Extract provided =>
* * * *
Our ftee-gen2232c and ftee-gen2232h tools are invoked as follows:

ftee-gen2232[ch] [size-option] <config-file> [serial-num]

The output of these generator tools is meant to be piped directly into
fteeprom-prog.

The philosophy of which settings are given in the config file vs. which ones
are given on the command line reflects configuration management and factory
production line operations.  In the envisioned usage there would be a config
file for each product, giving the USB VID:PID, textual manufacturer and product
ID strings and possibly other config settings which need to be changed from the
defaults, but the optional serial number string is given on the command line
because it would be different for each individual unit being programmed.  The
detailed format of ftee-gen* input language (config source files) is documented
in FTDI-EEPROM-format article.

EEPROM size selection
---------------------

In the original design of these tools the EEPROM size selection is made on the
command line, so that the same config can be programmed into a smaller EEPROM
or a bigger one.  By default our tools generate an image suitable for a 93C46
EEPROM: the generated image is 64 words long, with a checksum in word 63, and
the EEPROM type byte in FTDI's structure is set to 0x46.  Running with -b
produces an image for a 93C56 EEPROM: the EEPROM type byte is set to 0x56, and
the checksum-covered image length is extended to 128 words.  Finally, -B sets
things up for a 93C66 EEPROM: the EEPROM type byte is set to 0x66, but the
generated checksum-covered image is still 128 words long just like with -b, as
that is what FT2232x chips apparently expect.  I said "apparently" because I
don't have any FT2232x hardware with 93C66 EEPROMs and I don't plan on acquiring
or building any, hence this minimal 93C66 support is completely untested - use
at your own risk.

In the current design it is also possible to set the EEPROM size in the config
source file - if the EEPROM size is set there, the command line options for it
become redundant.  If the command line options for EEPROM size conflict with
the config source, the result is an error.  For symmetry with -b selecting 93C56
and -B selecting 93C66, there is also -s option selecting 93C46 explicitly.
* * * *
Recorded data =>
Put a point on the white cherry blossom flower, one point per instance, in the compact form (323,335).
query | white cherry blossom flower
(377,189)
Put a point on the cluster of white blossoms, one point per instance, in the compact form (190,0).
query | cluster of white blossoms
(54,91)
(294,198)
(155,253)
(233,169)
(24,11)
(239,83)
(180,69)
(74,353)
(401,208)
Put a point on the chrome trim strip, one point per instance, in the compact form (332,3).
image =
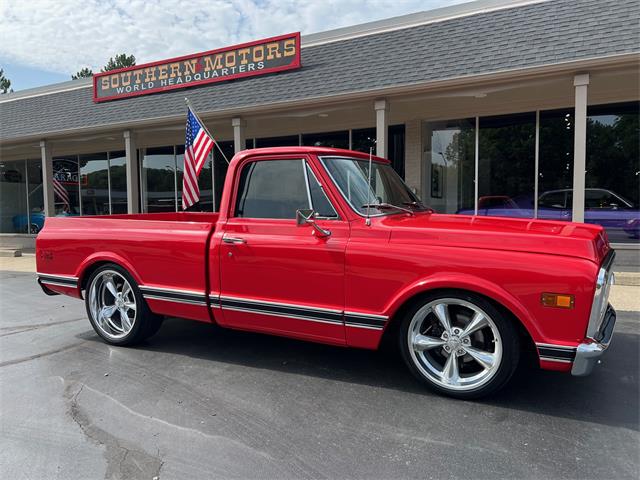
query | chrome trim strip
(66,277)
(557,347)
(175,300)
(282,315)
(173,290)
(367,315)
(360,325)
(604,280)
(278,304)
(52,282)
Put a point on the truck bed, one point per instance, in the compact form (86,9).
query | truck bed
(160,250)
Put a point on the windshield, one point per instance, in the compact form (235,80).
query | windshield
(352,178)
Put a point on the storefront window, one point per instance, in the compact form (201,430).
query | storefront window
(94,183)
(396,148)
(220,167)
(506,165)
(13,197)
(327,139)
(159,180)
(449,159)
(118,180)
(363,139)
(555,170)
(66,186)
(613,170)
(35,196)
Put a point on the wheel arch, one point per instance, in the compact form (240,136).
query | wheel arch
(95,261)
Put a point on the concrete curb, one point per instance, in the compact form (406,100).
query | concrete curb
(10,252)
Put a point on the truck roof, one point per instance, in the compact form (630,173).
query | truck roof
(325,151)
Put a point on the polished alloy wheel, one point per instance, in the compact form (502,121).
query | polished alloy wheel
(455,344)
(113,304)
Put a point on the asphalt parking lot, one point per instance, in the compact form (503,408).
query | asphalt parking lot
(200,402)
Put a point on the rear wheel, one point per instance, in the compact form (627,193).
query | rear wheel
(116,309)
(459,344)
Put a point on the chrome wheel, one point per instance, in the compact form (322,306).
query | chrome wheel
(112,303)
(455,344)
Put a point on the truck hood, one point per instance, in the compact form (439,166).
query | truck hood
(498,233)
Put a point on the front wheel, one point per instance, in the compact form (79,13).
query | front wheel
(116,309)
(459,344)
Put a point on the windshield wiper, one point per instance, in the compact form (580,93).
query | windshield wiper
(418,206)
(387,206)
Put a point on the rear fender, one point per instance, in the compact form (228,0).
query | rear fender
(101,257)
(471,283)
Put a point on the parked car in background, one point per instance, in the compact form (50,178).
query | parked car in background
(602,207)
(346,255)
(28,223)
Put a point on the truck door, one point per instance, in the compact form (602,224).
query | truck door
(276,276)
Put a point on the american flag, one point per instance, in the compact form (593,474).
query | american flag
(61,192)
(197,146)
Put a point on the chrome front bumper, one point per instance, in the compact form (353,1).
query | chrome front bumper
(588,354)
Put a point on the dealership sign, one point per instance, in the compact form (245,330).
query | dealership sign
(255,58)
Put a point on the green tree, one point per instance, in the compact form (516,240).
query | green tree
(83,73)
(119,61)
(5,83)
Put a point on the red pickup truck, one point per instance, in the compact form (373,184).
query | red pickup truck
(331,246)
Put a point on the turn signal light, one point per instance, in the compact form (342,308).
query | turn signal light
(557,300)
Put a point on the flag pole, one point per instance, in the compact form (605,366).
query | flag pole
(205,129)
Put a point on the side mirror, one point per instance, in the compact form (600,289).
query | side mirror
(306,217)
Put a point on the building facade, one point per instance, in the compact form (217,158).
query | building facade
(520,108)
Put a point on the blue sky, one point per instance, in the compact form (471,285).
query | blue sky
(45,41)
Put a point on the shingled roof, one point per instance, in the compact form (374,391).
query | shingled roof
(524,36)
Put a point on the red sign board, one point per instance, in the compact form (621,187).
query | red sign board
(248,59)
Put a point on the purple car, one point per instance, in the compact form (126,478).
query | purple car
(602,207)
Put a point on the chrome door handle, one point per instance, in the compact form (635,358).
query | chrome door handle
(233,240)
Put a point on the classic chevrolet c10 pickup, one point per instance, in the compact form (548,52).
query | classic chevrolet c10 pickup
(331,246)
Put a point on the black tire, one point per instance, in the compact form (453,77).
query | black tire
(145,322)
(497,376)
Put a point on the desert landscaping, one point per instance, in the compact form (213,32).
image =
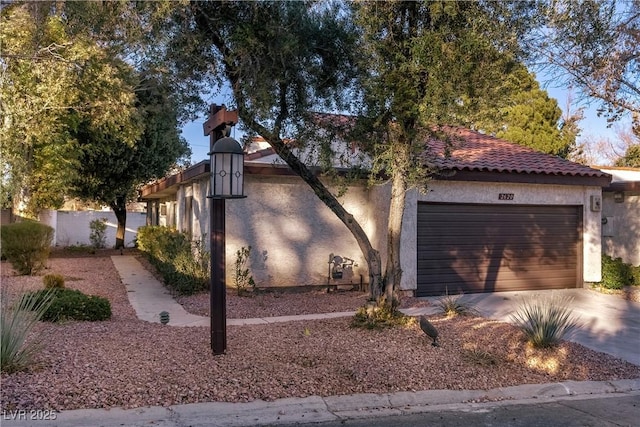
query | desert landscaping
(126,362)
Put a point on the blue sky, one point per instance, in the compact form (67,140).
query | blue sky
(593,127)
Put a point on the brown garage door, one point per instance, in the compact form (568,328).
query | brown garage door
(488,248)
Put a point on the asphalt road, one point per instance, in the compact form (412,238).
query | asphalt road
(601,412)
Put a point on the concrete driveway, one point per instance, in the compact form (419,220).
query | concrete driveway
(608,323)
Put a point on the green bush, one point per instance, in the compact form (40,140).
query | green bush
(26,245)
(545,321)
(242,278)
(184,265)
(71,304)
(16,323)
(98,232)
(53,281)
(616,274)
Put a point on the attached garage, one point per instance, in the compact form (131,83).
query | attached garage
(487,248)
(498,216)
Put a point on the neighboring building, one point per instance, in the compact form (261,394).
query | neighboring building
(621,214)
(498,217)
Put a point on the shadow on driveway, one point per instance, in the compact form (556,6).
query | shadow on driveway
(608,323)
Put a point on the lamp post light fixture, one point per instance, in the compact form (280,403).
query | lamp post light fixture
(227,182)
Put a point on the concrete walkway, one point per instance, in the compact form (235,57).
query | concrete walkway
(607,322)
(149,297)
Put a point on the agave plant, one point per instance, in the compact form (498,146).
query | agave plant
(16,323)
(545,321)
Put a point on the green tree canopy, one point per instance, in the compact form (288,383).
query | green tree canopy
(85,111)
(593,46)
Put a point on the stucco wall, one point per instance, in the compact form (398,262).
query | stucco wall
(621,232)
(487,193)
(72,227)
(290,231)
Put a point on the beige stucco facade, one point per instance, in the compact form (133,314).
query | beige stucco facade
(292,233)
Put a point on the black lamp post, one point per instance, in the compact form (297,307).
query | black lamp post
* * * *
What you will do =>
- A) Starting at the entry line that contains "Put a point on the lamp" and ending at the last line of the entries, write those lines out again with the requests included. Multiply every point coordinate in the answers by 1.65 and round to whole numbers, with halves rounded up.
- B) Write a continuation of the passage on the ftee-gen2232 EEPROM tools, picking up after its final sentence.

Task-by-task answers =>
- A)
Put a point on the lamp post light fixture, one point per instance, in the compact form (280,403).
query | lamp post light fixture
(375,300)
Put a point on the concrete walkway, one point per instance, in the compact form (235,57).
query | concrete walkway
(1002,531)
(246,490)
Put a point on the agave plant, one point per instance, in the compact form (498,146).
query | agave plant
(26,533)
(899,530)
Put a point on the green tree canopy, one point per instance, in the compact form (288,383).
query | green tree canopy
(140,183)
(978,76)
Put a point on the stucco wall, one point per instance, in the compact form (398,262).
query | stucco wall
(1025,383)
(804,318)
(119,375)
(479,381)
Put a point on the beige stucco facade, one point per instance, in the compact form (133,314).
query | beige stucco facade
(482,384)
Put a point on the black lamp post, one point per instance, in the compact form (297,307).
query | black lamp post

- B)
It also needs to be noted that with our current RE-based understanding of FTDI's
undocumented EEPROM structure, using a bigger EEPROM does NOT provide more room
for strings: all that happens with -b and -B options is that a gap of 64 unused
EEPROM words is inserted between the end of the fixed structure and the
beginning of strings.  The exact same arrangement has been observed in all 93C56
EEPROM images found in the wild, presumably produced with FTDI's official tools,
including FTDI's own USB-COM232-PLUS2 board - thus it is not clear at all if
FT2232x chips actually support longer strings with bigger EEPROMs, and if not,
what does one need a bigger EEPROM for...

Installation directory for EEPROM config files
----------------------------------------------

If the name of the config file passed to ftee-gen* does not contain any '/'
characters, the named file is sought first in an installation directory
(/opt/freecalypso/ftdi) and then in the current directory.  To suppress this
search path and read EEPROM config files only from the current directory,
specify your config file as ./name - filenames (pathnames) containing slashes
are read as-is.

This installation directory and search mechanism have been added in order to
allow standard (usually developed at FreeCalypso HQ) FTDI EEPROM configs which
end users can then program into their boards by executing a fixed command line
given in a manual.

FT232R differences
==================

The EEPROM generator tool for FT232R is ftee-gen232r; it works on the same
principle as ftee-gen2232[ch] for FT2232x.  However, when you run fteeprom-prog
to program FT232R's internal EEPROM (whether you are restoring a backup or
programming the output of ftee-gen232r), you need to add -r option before the
device selector string.  This option tells fteeprom-prog to execute the
FT232R-specific magic sequence (documented in FT232R-notes) before proceeding
to actual EEPROM writes - without this option the EEPROM content will be garbage
(bitwise AND of old and new EEPROM images), producing the appearance of a
bricked chip.

In the previous libftdi-based version of fteeprom-prog the magic sequence in
question was executed unconditionally - however, because it is needed only for
FT232R and because we could simplify our new sans-libftdi code by implementing
it in an FT232R-only manner (no support for different "index" values for
multichannel FTDI devices), we've changed it from unconditional to -r option.

Experiments show that fteeprom-prog -r option appears to be harmless (though
unnecessary) on FT2232D and FT2232H - however, Mother's recommendation is to
use it only on FT232R devices.

Erasing the EEPROM (making it blank)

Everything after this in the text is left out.